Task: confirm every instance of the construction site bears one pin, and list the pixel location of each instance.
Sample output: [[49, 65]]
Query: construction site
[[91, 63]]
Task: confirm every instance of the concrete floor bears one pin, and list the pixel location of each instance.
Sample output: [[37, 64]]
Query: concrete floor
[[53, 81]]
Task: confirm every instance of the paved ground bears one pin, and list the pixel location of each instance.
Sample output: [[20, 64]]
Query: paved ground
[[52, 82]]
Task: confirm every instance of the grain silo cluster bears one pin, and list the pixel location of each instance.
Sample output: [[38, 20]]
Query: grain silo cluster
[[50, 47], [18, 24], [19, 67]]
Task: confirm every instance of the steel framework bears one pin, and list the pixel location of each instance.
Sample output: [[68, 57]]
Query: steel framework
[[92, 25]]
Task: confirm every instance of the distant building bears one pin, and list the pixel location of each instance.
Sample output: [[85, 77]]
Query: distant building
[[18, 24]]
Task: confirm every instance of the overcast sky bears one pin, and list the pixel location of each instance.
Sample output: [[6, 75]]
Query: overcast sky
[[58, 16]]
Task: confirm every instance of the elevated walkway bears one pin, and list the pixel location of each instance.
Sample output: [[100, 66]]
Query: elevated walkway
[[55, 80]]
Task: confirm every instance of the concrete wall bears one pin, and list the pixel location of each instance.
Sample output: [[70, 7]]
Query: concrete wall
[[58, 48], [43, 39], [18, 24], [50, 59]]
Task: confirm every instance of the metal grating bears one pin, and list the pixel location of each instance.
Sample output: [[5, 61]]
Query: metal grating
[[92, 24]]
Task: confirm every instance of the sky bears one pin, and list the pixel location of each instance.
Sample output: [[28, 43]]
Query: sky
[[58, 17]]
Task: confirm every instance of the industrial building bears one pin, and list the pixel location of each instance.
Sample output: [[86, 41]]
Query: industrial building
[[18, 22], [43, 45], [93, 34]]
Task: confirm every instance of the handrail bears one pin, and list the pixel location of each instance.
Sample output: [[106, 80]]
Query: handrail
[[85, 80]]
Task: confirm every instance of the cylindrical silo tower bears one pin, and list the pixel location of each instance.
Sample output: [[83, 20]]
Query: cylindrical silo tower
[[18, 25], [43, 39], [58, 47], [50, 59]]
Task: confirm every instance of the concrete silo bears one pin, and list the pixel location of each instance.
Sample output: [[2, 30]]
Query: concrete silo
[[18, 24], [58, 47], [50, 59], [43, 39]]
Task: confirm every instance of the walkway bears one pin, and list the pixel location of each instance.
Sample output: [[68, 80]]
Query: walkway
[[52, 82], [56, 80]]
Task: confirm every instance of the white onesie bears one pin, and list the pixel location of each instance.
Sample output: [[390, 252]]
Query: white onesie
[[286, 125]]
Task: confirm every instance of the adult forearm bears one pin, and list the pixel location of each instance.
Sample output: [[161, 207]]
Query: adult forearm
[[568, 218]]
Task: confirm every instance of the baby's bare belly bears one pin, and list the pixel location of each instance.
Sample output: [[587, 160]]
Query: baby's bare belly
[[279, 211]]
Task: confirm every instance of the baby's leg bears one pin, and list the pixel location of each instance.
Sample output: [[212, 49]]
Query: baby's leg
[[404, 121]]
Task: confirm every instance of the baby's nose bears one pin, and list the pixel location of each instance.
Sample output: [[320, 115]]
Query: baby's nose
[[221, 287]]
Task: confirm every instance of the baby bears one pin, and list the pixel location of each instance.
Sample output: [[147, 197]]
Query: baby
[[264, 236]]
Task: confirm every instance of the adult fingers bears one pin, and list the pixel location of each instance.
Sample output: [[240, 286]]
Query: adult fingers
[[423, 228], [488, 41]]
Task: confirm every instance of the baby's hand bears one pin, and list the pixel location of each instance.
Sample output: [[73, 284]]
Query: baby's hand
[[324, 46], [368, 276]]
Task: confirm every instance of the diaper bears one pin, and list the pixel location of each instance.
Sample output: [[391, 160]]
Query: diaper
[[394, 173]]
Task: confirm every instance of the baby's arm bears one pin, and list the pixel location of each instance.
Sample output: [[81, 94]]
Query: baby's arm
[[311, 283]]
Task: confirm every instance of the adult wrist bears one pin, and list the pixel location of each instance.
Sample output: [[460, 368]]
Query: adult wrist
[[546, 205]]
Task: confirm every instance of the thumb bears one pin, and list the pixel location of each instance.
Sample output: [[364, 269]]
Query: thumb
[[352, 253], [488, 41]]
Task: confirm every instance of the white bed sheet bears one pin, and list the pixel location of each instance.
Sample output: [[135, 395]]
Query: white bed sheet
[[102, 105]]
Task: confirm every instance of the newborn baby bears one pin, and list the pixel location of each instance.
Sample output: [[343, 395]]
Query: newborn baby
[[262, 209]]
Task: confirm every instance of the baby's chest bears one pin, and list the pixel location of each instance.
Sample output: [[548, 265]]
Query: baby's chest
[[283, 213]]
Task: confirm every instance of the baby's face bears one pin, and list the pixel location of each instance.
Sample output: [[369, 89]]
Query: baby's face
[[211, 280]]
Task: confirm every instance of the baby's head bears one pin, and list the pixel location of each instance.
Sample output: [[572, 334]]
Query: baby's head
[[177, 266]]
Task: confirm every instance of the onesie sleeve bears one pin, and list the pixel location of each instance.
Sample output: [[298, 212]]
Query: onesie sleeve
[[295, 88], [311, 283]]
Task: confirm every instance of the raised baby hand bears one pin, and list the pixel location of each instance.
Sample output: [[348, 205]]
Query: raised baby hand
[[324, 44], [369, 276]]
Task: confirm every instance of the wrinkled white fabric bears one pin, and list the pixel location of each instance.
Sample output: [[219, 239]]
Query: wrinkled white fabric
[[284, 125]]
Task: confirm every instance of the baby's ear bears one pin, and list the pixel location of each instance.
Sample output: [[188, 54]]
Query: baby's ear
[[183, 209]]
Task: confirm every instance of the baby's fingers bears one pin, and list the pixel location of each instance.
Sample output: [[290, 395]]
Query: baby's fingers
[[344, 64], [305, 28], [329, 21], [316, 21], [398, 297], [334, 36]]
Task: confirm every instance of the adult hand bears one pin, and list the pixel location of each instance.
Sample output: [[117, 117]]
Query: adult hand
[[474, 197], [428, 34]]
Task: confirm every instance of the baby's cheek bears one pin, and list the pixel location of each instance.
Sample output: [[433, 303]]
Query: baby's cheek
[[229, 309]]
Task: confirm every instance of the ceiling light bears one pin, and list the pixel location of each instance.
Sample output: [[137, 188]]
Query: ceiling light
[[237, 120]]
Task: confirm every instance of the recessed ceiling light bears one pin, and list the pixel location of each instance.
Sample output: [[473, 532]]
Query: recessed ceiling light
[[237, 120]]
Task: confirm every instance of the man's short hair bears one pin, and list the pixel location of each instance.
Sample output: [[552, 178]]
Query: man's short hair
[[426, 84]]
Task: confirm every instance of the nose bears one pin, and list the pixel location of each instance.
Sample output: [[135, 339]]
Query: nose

********

Each record above needs to be reproduced exactly as written.

Task: confirm every instance of the construction site bears one pin, and list the pixel location of each instance.
Sample output: [[49, 65]]
Query: construction site
[[91, 63]]
Task: confirm every instance of the concrete floor bears one pin, and list the pixel location of each instance.
Sample output: [[37, 64]]
Query: concrete floor
[[53, 81]]
Task: confirm every instance of the paved ground bears one pin, and list the pixel location of each instance.
Sample output: [[20, 64]]
Query: paved ground
[[52, 82]]
Task: confirm every instance of the grain silo cluster bears one pin, and list the pixel location of each instance.
Sample output: [[38, 20]]
Query: grain silo cluster
[[50, 47], [18, 24], [19, 67]]
Task: confirm every instance of the steel framework bears one pin, and list the pixel location of each instance.
Sample output: [[68, 57]]
Query: steel framework
[[92, 25]]
Task: confirm every instance of the distant building bears one pin, and list the pixel location of each instance.
Sample output: [[85, 77]]
Query: distant building
[[18, 24]]
Task: confirm every instance of the overcast sky bears one pin, and list the pixel location of each instance.
Sample output: [[6, 75]]
Query: overcast sky
[[58, 16]]
Task: confirm every instance of the elevated walkway bears one pin, and list the pixel location of each instance.
Sample output: [[100, 66]]
Query: elevated walkway
[[55, 80]]
Task: confirm every instance of the concrete wall bears one pin, and list the pixel location of each instance.
Sample output: [[70, 7]]
Query: concrete wall
[[58, 48], [43, 39], [18, 24], [50, 59]]
Task: confirm every instance of the metal grating bears one pin, and list the pixel location of each instance.
Sample output: [[5, 61]]
Query: metal grating
[[92, 24]]
Task: confirm every instance of the sky bears one pin, and list the pixel location of each instance.
Sample output: [[28, 43]]
Query: sky
[[58, 17]]
Task: confirm every instance of the industrial building bears one pin, and list the pixel location of each instance.
Sample output: [[86, 41]]
Query: industrial building
[[18, 22], [43, 45], [93, 34]]
Task: confirm every instance of the handrail bears one pin, and list the pixel location of each instance.
Sample output: [[106, 80]]
Query: handrail
[[85, 80]]
Task: confirm every instance of the cylindrical silo tower bears one pin, and list the pixel location of each instance.
Sample output: [[83, 20]]
Query: cylindrical silo tower
[[18, 25], [43, 39], [58, 47], [50, 59]]
Task: confirm every instance of the concrete silo bears one pin, and list the pixel location of each instance.
Sample output: [[2, 30]]
Query: concrete silo
[[18, 24], [58, 47], [50, 59], [43, 39]]
Task: confirm every instance of the walkway bears one pin, and list the pixel location of each instance.
Sample output: [[68, 80]]
Query: walkway
[[52, 82], [56, 80]]
Task: confirm every instance of the white onesie bears one pin, and list the pixel location of each instance.
Sample output: [[390, 252]]
Query: white onesie
[[286, 125]]
Task: confirm every instance of the adult forearm bears one pin, and list the pixel location of each instance.
Sample output: [[161, 207]]
Query: adult forearm
[[568, 218]]
Task: confirm every instance of the baby's bare belly bears one pin, and list the pixel location of each instance.
Sample output: [[587, 160]]
Query: baby's bare belly
[[279, 211]]
Task: confirm every instance of the baby's leg bears one pin, and list the pixel location of each instance.
Sample output: [[212, 49]]
Query: baby's leg
[[404, 121]]
Task: confirm every instance of the baby's nose bears one pin, and list the pixel location of each instance.
Sample output: [[320, 115]]
Query: baby's nose
[[221, 287]]
Task: confirm every instance of the baby bears one pin, and list the pixel location of each instance.
Sample output: [[147, 197]]
Query: baby
[[264, 236]]
Task: confirm every instance of the adult fingers bears one pin, and list the pixel location of each instance.
Sample output: [[240, 286]]
Query: adult fingers
[[423, 228], [488, 41]]
Task: confirm every instance of the baby's hand bears one pin, and list the pixel location of each instance.
Sample output: [[73, 284]]
Query: baby's hand
[[324, 46], [368, 276]]
Task: confirm every instance of the diaper bears one pin, and list the pixel location of each instance.
Sample output: [[391, 160]]
Query: diaper
[[394, 173]]
Task: confirm every instance of the baby's arm bears one pin, and list the pixel location of each instance.
Sample output: [[81, 94]]
Query: baby's arm
[[311, 283]]
Task: confirm every instance of the adult wrist bears one pin, and list the pixel location of each instance.
Sample output: [[460, 368]]
Query: adult wrist
[[546, 205]]
Task: confirm every instance of the thumb bears one pin, and list the pixel location of each instance.
Sample output: [[364, 269]]
Query: thumb
[[352, 253], [488, 41]]
Task: confirm every instance of the white bed sheet bears one pin, and list the pixel location of each instance.
Sample output: [[135, 395]]
Query: white bed sheet
[[102, 105]]
Task: confirm every instance of the newborn baby bears one pin, and list the pixel location of each instance.
Sample output: [[343, 395]]
Query: newborn baby
[[262, 209]]
Task: confirm every instance of the baby's chest bears one pin, and list the pixel location of each instance.
Sample output: [[548, 265]]
Query: baby's chest
[[283, 213]]
Task: confirm every instance of the baby's face bears one pin, and list the pixel location of each instance.
Sample output: [[369, 89]]
Query: baby's face
[[211, 280]]
Task: confirm every instance of the baby's head bears one pin, and list the pixel location of each instance.
Sample output: [[572, 334]]
Query: baby's head
[[177, 266]]
Task: confirm every instance of the onesie sleeve bears one pin, and list the pixel location of each instance.
Sample output: [[298, 212]]
Query: onesie sleeve
[[295, 88], [311, 283]]
Task: confirm every instance of the raised baby hand bears one pin, and list the pixel location of each instance.
Sample output: [[348, 205]]
Query: raised baby hand
[[324, 44], [369, 276]]
Task: confirm every instance of the wrinkled white fabric bears one pin, and list the pixel location of each instance.
Sample output: [[219, 239]]
Query: wrinkled white fabric
[[284, 125]]
Task: confirm every instance of the baby's ear bears one pin, and list the pixel location of each instance.
Sample output: [[188, 54]]
Query: baby's ear
[[183, 209]]
Task: confirm every instance of the baby's fingers bears one pin, and list the pixel location of each instance.
Sample output: [[290, 395]]
Query: baby's fingers
[[344, 64], [305, 28], [329, 21], [316, 21], [398, 297], [334, 36]]
Task: confirm every instance of the adult hand bears one pin, and list the pixel location of each instance.
Sample output: [[117, 117]]
Query: adult hand
[[474, 197], [428, 34]]
Task: confirm every instance of the baby's cheek bears one pin, and list the pixel location of each instance.
Sample output: [[433, 303]]
Query: baby's cheek
[[229, 309]]
Task: confirm every instance of the ceiling light bears one pin, and list the pixel location of each instance.
Sample output: [[137, 188]]
Query: ceiling light
[[237, 120]]
Task: confirm every instance of the recessed ceiling light bears one pin, and list the pixel location of each instance.
Sample output: [[473, 532]]
Query: recessed ceiling light
[[237, 120]]
Task: confirm every instance of the man's short hair bears one pin, and list the pixel location of each instance.
Sample output: [[552, 178]]
Query: man's short hair
[[426, 84]]
Task: confirm every instance of the nose bears one pin, and list the pixel location of each instance.
Sample output: [[135, 339]]
Query: nose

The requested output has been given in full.